Duplicate the following listing line for line, with no changes to any character.

======== EXTRACTED INFORMATION ========

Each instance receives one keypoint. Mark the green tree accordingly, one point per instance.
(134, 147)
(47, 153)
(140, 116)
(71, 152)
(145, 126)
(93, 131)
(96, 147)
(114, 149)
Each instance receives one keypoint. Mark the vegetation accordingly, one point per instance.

========

:: RESULT OF THE TASK ::
Each instance receives one keypoint. Mark the green tree accordingly, one point per instance.
(134, 147)
(47, 153)
(140, 116)
(71, 152)
(145, 126)
(93, 131)
(96, 147)
(114, 149)
Each instance receives one keypoint. Mark the vegetation accordingly, one point per instance.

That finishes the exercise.